## BRIEF
Transcribe the records in full, keeping every character as it is.

Excerpts from point annotation data

_____

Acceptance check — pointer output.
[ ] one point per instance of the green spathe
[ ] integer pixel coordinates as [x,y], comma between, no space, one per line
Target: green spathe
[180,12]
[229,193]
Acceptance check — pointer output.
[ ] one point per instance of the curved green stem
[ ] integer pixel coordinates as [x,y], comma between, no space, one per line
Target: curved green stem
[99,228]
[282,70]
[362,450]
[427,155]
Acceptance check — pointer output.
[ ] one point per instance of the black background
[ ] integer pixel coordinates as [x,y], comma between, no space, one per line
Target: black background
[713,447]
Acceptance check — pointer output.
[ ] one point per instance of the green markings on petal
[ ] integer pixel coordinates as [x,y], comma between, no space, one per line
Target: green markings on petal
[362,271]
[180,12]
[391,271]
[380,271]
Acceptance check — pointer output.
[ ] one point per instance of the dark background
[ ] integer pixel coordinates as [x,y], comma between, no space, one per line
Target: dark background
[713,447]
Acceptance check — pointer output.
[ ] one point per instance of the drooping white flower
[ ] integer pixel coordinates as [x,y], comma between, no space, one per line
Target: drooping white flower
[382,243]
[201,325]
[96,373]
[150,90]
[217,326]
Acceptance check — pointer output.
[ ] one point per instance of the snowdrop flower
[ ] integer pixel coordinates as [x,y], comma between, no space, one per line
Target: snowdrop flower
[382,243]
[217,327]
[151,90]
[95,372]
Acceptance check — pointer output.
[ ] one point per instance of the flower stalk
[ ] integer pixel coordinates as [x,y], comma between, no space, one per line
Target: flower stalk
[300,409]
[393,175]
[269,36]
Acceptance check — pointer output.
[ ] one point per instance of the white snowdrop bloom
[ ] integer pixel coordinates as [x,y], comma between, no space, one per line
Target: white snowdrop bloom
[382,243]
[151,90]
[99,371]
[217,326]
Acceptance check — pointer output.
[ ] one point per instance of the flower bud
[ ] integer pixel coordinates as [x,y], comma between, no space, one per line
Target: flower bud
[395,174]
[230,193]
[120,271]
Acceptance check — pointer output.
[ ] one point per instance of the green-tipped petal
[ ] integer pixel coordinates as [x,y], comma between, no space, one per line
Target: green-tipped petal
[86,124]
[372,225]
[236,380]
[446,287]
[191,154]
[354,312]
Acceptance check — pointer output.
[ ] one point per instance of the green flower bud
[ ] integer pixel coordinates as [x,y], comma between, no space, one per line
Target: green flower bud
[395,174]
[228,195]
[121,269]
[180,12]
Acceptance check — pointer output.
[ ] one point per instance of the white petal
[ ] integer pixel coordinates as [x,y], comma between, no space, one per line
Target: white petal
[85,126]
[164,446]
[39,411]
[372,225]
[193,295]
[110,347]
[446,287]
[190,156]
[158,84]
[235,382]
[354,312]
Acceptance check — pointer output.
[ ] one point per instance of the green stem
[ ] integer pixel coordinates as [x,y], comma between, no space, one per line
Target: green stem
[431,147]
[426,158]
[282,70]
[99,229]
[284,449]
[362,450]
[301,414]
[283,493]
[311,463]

_____

## THE OUTPUT
Acceptance check — pointer output.
[ ] one point per instance of the green spathe
[ ] integer pixel coordinates as [x,y], comma between, no space, one per line
Target: green spathe
[180,12]
[229,193]
Acceptance check — pointer output.
[ ] one point per instance of the curved green stem
[ ] integer pixel coordinates as [x,y], comma between, no space, one per line
Target: curved green stem
[99,228]
[282,70]
[362,450]
[427,155]
Acceptance check — pointer output.
[ ] one point per instance of the black background
[ ] integer pixel coordinates as [x,y], comma between, no space, one per line
Target: black background
[713,447]
Acceptance check — pointer output.
[ ] one point per instance of the green markings on petal
[ ] integer pixel coordinates as [x,y], comma between, no space, one per line
Target: green markings on petal
[362,271]
[180,12]
[391,271]
[380,271]
Acceptance check — pointer output.
[ ] one point per instance of the dark background
[ ] integer pixel coordinates as [x,y], comma between, no space, one per line
Target: dark background
[713,447]
Acceptance check — pointer output.
[ ] one point per instance of the drooping white flower
[ ] integer pixel coordinates as [x,y], comma between, no space, one per line
Target: drooping white flower
[382,243]
[201,325]
[96,373]
[150,90]
[217,326]
Acceptance check — pointer output.
[ ] one point per instance of the snowdrop flower
[ ] integer pixel coordinates as [x,y], comma between, no space, one per line
Target: snowdrop flower
[382,243]
[217,327]
[151,90]
[95,372]
Acceptance check — pointer output.
[ ] one point per instance of the flower stalk
[ ] integer pixel coordinates as [x,y], comma between, no space, one per line
Target: flower stalk
[300,409]
[393,175]
[269,36]
Acceptance check — pointer output.
[ ] one point per instance of the white snowdrop bloom
[ ] integer pixel coordinates as [x,y], comma between, no space, one per line
Target: white snowdrop bloom
[382,243]
[151,90]
[99,371]
[217,326]
Acceptance check — pointer output.
[ ] one point per instance of the flower bud
[ ] integer pixel coordinates as [x,y], comma between, no space, one per line
Target: flower bud
[395,174]
[230,193]
[120,271]
Acceptance check — pointer output.
[ ] one point per instance of the green-tipped petal
[ ] integer pixel coordinates as [x,y], comma between, no space, one per line
Target: green-tipped petal
[86,124]
[372,225]
[236,380]
[446,287]
[191,154]
[354,312]
Acceptance check — pointer output.
[ ] one point per instance of the green flower bud
[ ] integer pixel coordinates as [x,y], comma between, no space, one per line
Target: green flower bud
[395,174]
[228,195]
[121,269]
[180,12]
Acceptance check — pointer output.
[ ] one point per instance of the white petal
[ ] integer pixel coordinates as [x,y], comma between, no space, one per line
Target: white petal
[85,126]
[164,446]
[39,411]
[372,225]
[193,295]
[110,347]
[446,287]
[190,156]
[158,84]
[235,382]
[354,312]
Acceptance check — pointer output.
[ ] one point per instance of the green stem
[ ] integer pixel coordinates as [x,y], comma between, no space, one per line
Target: green stem
[431,147]
[426,158]
[282,70]
[99,229]
[284,449]
[362,450]
[301,414]
[283,493]
[311,463]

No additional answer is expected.